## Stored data
-.-.-
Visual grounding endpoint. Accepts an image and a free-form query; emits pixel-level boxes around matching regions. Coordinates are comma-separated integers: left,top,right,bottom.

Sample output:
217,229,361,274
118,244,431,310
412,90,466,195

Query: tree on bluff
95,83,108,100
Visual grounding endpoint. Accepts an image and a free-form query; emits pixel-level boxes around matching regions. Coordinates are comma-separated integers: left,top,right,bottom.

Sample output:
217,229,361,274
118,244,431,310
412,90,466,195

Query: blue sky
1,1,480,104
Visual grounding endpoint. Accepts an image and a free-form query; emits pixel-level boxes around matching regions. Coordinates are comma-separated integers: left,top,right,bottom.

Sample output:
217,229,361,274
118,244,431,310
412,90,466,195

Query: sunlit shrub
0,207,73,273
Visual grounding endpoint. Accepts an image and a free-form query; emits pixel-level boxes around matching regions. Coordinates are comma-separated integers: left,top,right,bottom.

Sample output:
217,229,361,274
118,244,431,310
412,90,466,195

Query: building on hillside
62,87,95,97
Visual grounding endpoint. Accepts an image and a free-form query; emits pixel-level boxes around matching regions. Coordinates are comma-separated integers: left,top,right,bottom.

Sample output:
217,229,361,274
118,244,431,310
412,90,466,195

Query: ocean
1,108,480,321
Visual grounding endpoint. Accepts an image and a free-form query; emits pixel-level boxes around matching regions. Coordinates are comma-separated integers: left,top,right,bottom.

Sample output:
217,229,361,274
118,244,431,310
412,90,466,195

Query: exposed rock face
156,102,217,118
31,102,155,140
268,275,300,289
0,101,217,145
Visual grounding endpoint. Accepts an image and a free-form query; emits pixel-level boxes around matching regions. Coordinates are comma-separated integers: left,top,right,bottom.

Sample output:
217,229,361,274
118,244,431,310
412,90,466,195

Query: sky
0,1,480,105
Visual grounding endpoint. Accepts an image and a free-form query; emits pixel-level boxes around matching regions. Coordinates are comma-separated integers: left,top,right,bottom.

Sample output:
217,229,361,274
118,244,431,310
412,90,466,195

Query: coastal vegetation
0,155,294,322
-.-.-
## What the task requires
Present every line of the records above as a numbered list, omitting any blank lines.

## Result for this exercise
1. Visual grounding endpoint. Accepts an image and a free-form query; emits pixel-level boxes around matching regions. Coordinates are comma-separated integers: left,top,right,bottom.
2. Sample output:
3. 217,229,361,274
4. 118,244,431,310
5. 412,90,466,195
6. Query: tree on bluff
7. 95,83,108,100
8. Visual grounding endpoint. Accepts an image and a free-form query; emits pixel-level boxes around matching regions. Coordinates are comma-separated integers: left,top,right,bottom.
9. Sample output:
10. 217,229,361,274
11. 118,244,431,310
12. 412,90,466,195
13. Query: blue sky
14. 1,1,480,104
15. Visual grounding endpoint. Accepts an image and a free-form query; emits pixel-level boxes around matching regions. Coordinates are comma-separated integers: left,top,right,bottom.
16. Sample output:
17. 217,229,361,274
18. 118,244,431,310
19. 412,90,466,195
20. Query: sunlit shrub
21. 0,207,73,273
22. Visual grounding endpoint. Accepts an image and a free-form query; emits pixel-level boxes around matching regions. Coordinates are comma-separated integers: left,top,right,bottom.
23. Sample output:
24. 217,229,361,274
25. 118,244,431,310
26. 412,90,466,195
27. Query: building on hillside
28. 62,87,95,97
29. Visual grounding endpoint. Accepts an image and a free-form query; emits pixel-level boxes around matching regions. Coordinates are comma-separated integers: left,top,right,bottom.
30. Sample output:
31. 217,229,361,274
32. 118,244,431,310
33. 412,90,466,195
34. Query: ocean
35. 1,108,480,321
36. Visual grounding endpoint. Accepts an image and a free-form query; emits pixel-level boxes around matching regions. Coordinates are comma-separated integers: left,top,right,bottom.
37. Sample output:
38. 217,229,361,274
39. 118,244,431,310
40. 412,90,466,195
41. Query: exposed rock face
42. 156,102,217,118
43. 31,102,155,140
44. 268,275,300,289
45. 0,101,217,145
46. Visual grounding endpoint. Accepts an image and a free-form query; emits pixel-level boxes around matching regions. Coordinates are comma-separated integers: left,top,right,bottom.
47. Sample output:
48. 217,229,361,274
49. 118,244,431,310
50. 412,90,466,195
51. Query: sky
52. 0,1,480,105
53. Visual grounding endpoint. Accepts an image and a free-form query; emits pixel-level boxes around matching regions. Coordinates are comma-separated integers: left,top,right,bottom.
54. Sample output:
55. 217,229,361,274
56. 118,244,431,310
57. 412,90,466,195
58. Query: coastal vegetation
59. 0,155,294,322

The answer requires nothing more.